**Task item**
A word-for-word repetition of the records beneath this task is the expected answer.

Region pointing data:

○ ○ ○ ○ ○ ○ ○

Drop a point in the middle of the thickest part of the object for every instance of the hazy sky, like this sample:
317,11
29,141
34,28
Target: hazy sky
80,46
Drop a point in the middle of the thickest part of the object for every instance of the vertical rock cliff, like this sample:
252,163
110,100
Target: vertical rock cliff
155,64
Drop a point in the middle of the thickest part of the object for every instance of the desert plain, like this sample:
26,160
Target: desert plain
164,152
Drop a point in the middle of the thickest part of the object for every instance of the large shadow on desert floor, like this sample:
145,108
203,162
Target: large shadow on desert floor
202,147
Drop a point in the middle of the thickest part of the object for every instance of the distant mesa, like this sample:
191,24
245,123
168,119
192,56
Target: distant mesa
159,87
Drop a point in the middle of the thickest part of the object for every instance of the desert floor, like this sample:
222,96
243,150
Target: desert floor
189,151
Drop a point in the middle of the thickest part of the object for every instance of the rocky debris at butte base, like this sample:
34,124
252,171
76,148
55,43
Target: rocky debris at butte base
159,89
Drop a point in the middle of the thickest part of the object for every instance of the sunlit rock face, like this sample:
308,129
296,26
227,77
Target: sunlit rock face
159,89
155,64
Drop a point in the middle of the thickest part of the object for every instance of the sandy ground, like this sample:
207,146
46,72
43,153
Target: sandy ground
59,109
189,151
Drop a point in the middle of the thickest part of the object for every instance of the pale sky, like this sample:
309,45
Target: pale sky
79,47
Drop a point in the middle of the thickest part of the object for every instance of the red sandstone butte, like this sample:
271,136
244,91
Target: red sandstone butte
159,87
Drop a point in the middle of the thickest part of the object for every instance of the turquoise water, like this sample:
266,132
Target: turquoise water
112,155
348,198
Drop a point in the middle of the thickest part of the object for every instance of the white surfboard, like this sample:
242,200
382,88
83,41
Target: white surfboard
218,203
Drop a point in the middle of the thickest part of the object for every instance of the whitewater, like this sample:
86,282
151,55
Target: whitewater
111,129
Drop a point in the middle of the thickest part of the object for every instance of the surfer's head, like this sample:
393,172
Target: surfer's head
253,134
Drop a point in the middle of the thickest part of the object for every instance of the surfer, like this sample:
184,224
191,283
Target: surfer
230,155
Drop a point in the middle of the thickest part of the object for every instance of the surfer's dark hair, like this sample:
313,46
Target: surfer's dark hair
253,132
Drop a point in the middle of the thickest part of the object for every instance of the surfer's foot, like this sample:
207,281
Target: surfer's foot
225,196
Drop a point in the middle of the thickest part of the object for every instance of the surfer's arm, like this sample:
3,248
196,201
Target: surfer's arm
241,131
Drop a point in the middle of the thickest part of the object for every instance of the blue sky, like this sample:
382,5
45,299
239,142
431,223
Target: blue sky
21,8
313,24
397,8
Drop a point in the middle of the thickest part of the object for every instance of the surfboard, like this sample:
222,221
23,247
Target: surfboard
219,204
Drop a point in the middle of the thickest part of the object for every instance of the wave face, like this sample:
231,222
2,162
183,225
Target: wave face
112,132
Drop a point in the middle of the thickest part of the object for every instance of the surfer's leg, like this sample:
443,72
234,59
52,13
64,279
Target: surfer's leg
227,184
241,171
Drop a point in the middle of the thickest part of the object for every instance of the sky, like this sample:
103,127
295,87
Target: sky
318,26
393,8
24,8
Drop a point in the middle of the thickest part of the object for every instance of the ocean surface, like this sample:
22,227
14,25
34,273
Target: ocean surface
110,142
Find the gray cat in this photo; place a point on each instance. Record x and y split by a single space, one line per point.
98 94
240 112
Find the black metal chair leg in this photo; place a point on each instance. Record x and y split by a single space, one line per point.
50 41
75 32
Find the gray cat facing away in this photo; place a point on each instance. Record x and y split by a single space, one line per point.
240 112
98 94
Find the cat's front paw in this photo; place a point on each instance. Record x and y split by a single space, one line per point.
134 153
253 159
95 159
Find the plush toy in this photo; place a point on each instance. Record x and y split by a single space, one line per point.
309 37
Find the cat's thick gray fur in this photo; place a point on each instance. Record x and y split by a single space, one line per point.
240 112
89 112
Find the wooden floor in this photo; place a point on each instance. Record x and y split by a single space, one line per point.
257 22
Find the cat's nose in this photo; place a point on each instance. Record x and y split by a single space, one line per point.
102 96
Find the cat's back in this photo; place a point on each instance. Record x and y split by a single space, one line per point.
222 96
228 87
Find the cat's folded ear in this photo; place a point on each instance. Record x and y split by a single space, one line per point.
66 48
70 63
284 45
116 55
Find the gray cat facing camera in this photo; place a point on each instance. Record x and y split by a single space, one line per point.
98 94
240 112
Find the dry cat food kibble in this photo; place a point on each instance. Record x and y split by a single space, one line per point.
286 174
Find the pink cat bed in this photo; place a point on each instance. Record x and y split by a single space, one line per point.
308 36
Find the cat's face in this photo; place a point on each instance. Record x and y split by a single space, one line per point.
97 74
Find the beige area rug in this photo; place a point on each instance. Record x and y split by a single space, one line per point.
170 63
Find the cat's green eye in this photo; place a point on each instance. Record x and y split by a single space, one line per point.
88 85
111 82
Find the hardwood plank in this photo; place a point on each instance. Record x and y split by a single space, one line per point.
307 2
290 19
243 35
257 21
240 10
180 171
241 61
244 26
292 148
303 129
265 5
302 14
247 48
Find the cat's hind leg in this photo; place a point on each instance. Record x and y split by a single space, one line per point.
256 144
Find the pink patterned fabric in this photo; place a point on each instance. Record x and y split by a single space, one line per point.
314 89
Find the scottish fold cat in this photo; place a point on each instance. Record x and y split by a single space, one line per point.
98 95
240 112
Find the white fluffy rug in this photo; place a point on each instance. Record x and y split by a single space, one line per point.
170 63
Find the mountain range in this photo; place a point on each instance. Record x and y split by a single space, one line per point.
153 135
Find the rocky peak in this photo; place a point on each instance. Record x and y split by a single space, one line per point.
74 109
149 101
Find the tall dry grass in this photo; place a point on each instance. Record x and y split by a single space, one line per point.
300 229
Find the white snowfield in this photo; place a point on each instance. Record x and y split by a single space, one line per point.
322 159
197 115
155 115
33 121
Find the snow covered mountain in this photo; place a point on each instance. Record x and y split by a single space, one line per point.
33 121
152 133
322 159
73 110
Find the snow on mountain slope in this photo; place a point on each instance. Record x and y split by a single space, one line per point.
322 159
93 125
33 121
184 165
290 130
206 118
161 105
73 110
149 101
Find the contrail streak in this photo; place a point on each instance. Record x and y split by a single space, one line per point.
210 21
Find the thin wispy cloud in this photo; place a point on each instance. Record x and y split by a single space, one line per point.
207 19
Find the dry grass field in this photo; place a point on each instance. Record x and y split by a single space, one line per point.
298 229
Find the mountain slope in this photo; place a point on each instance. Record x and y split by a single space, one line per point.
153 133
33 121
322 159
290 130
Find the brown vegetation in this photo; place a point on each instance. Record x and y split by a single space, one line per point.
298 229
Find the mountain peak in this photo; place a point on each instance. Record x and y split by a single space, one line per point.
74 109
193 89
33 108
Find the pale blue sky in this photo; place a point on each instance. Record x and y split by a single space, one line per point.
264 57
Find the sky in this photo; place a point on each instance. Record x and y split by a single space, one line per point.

○ ○ ○ ○ ○ ○ ○

**Answer for this exercise**
Drop a point in the middle of the thickest part of the object for every instance of the hazy sky, like this sample:
317,11
29,141
34,28
Target: hazy sky
80,46
Drop a point in the middle of the thickest part of the object for every instance of the vertical rock cliff, like this sample:
252,163
110,100
Target: vertical rock cliff
155,64
Drop a point in the middle of the thickest part of the object for every instance of the desert plain, like this sample:
26,160
Target: desert plain
164,152
Drop a point in the middle of the thickest part of the object for every instance of the large shadow on desert floor, like this sample:
145,108
203,162
Target: large shadow on desert floor
202,147
Drop a point in the middle of the thickest part of the object for every instance of the distant mesa, like this sample:
191,24
245,123
168,119
192,56
Target: distant mesa
159,87
Drop a point in the middle of the thickest part of the object for every instance of the desert floor, like this sample:
222,96
243,150
Target: desert floor
189,151
Drop a point in the middle of the thickest part of the object for every instance of the rocky debris at butte base, like this sample:
34,124
252,171
76,148
55,43
Target: rocky debris at butte base
159,89
Drop a point in the middle of the thickest part of the object for every instance of the sunlit rock face, like this sample:
308,129
296,26
227,77
Target: sunlit rock face
159,89
155,64
Drop a point in the middle of the thickest part of the object for every instance of the sandy ground, like this sample:
207,146
46,72
43,153
Target: sandy ground
59,109
189,151
Drop a point in the middle of the thickest part of the object for every instance of the pale sky, like this sample:
309,45
Target: pale sky
79,47
Drop a point in the middle of the thickest part of the object for every instance of the red sandstone butte, like this sample:
271,136
244,91
Target: red sandstone butte
159,87
Drop a point in the middle of the thickest part of the object for every instance of the turquoise water, like this sample:
266,132
Target: turquoise water
112,155
348,198
Drop a point in the middle of the thickest part of the object for every instance of the white surfboard, like this sample:
242,200
382,88
83,41
Target: white surfboard
218,203
Drop a point in the middle of the thickest part of the object for every instance of the whitewater, like this sample:
86,282
151,55
Target: whitewater
111,129
Drop a point in the middle of the thickest part of the object for every instance of the surfer's head, like this sample:
393,172
Target: surfer's head
253,134
Drop a point in the middle of the thickest part of the object for every instance of the surfer, like this sample:
184,224
191,283
Target: surfer
230,155
Drop a point in the middle of the thickest part of the object for every instance of the surfer's dark hair, like this sample:
313,46
Target: surfer's dark hair
253,132
Drop a point in the middle of the thickest part of the object for every instance of the surfer's foot, like this sample:
207,281
Target: surfer's foot
225,196
Drop a point in the middle of the thickest part of the object for every instance of the surfer's arm, like this sample:
3,248
196,201
Target: surfer's arm
241,131
Drop a point in the middle of the thickest part of the object for every instance of the blue sky, like this sample:
382,5
45,299
239,142
431,223
Target: blue sky
21,8
313,24
397,8
Drop a point in the middle of the thickest part of the object for every instance of the surfboard, like this sample:
222,221
23,247
Target: surfboard
219,204
Drop a point in the middle of the thickest part of the object for every instance of the wave face, like this sample:
231,222
2,162
183,225
Target: wave face
112,132
Drop a point in the middle of the thickest part of the object for every instance of the surfer's leg, like this sample:
443,72
234,59
52,13
64,279
Target: surfer's leg
227,184
241,171
Drop a point in the middle of the thickest part of the object for every instance of the sky, like this sample:
103,127
295,87
Target: sky
318,26
393,8
24,8
Drop a point in the middle of the thickest part of the object for every instance of the ocean surface, like this sample:
22,227
14,25
34,273
Target: ocean surface
110,142
Find the gray cat in this photo; place a point on each instance. Record x and y split by a single space, one line per point.
98 94
240 112
Find the black metal chair leg in this photo; place a point on each instance. Record x and y split by a single space, one line per point.
50 41
75 32
Find the gray cat facing away in this photo; place a point on each instance. Record x and y split by a single space, one line per point.
240 112
98 94
Find the cat's front paw in this photo; place a point on each instance. Record x and y split by a single space, one line per point.
134 153
253 159
95 159
Find the plush toy in this photo; place a point on each instance. Record x and y split by a single space, one line per point.
309 37
Find the cat's thick gray fur in this photo; place a point on each instance. Record x and y split by a single space, one line per point.
240 112
89 112
Find the wooden floor in this photo; place a point on each instance. Record x and y split by a single space, one line per point.
257 22
Find the cat's nose in this photo; place a point on each instance. Record x and y split by a single space, one line per point.
102 96
Find the cat's back in this photo; place a point on each instance. Record x and y split by a single space, one line per point.
222 96
228 87
Find the cat's folded ear in this photo; place a point on each instance. Record x and y split by a single space, one line per point.
66 48
70 63
284 45
116 55
Find the gray cat facing camera in this photo; place a point on each instance. Record x and y split by a single space, one line per point.
98 94
240 112
Find the dry cat food kibble in this photo; place a point on each instance. Record x and y split by a single space, one line per point.
286 174
Find the pink cat bed in this photo; place a point on each instance. Record x and y split by a single space, one line per point.
308 36
Find the cat's face in this photo; place a point on each instance. Record x and y split by a single space, one line per point.
97 74
Find the beige area rug in this photo; place a point on each instance. Record x and y split by a single space, one line per point.
170 63
Find the cat's green eye in this photo; place a point on each instance. Record x and y split by a single space, one line per point.
88 85
111 82
Find the hardwood plank in this photo; place a point on each instance. Record x and y split by a single space, one line per point.
307 2
290 19
243 35
257 21
240 10
180 171
241 61
244 26
292 148
303 129
265 5
302 14
247 48
Find the cat's hind leg in this photo; place a point on each instance. Record x and y split by a single space, one line per point.
256 144
Find the pink patterned fabric in this photo; place a point on each instance. Record x and y split by a single space, one line per point.
314 89
Find the scottish fold cat in this photo; place a point on each instance. Record x and y split by a single space, one line per point.
98 95
240 112
Find the white fluffy rug in this photo; place a point on each instance. Record x and y split by a single space, one line per point.
170 63
Find the mountain range in this photo; place a point on each instance. Record x and y split by a single space, one line per point.
153 135
Find the rocky peak in this photo; place a point on each instance. Record x and y split by a single space, one line per point.
74 109
149 101
Find the tall dry grass in this photo; place a point on each instance. Record x and y split by a single space, one line per point.
300 229
Find the white snowfield in this photo; place a point on each instance. Record x and y split by a single space, one line per point.
322 159
197 115
155 115
33 121
Find the snow covered mountain in this photo; place a point on each instance. Record x and y split by a single space, one line per point.
33 121
152 133
322 159
73 110
Find the snow on mountain slope in this photo; place a point on each instance. Record x and y split by a single space, one line per point.
322 159
93 125
33 121
184 165
290 130
206 118
161 105
73 110
149 101
Find the contrail streak in this photo; place a point on each instance. Record x and y split by a single space, one line per point.
210 21
Find the thin wispy cloud in this photo; place a point on each instance. Record x and y split by a single space, one line per point.
207 19
Find the dry grass field in this photo; place a point on each instance. Record x and y split by a single space, one line per point.
298 229
Find the mountain slope in this photo; place a point on each instance. Record x and y split by a single space, one line per point.
153 133
33 121
322 159
290 130
Find the brown vegetation in this photo; place a point on each instance. Record x and y split by a single space, one line per point.
298 229
Find the mountain peak in this photo; place a point on each instance. Record x and y split by a single space, one line per point.
74 109
193 89
33 108
Find the pale blue sky in this photo; place a point on each instance. Record x and y split by a single space, one line per point.
264 57
Find the sky in this photo; place a point on each instance. Record x and y split by a single space, one line per point.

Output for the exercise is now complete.